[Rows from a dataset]

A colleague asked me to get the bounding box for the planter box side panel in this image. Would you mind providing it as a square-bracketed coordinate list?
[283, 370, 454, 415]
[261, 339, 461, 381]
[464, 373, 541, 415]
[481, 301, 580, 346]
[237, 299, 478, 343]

_What the task requires_
Reproduce every line of these rows in full, requests included, multiplying each bounding-box coordinate in the answers by 1.95 and rounding the results to whole numbers, with halves rounded up.

_Exercise result_
A colleague asked me to get the bounding box for the planter box side panel in this image. Would you mind providing it as a square-bracketed coordinate list?
[552, 722, 885, 809]
[509, 661, 899, 743]
[905, 727, 1055, 809]
[938, 587, 1131, 675]
[462, 583, 932, 669]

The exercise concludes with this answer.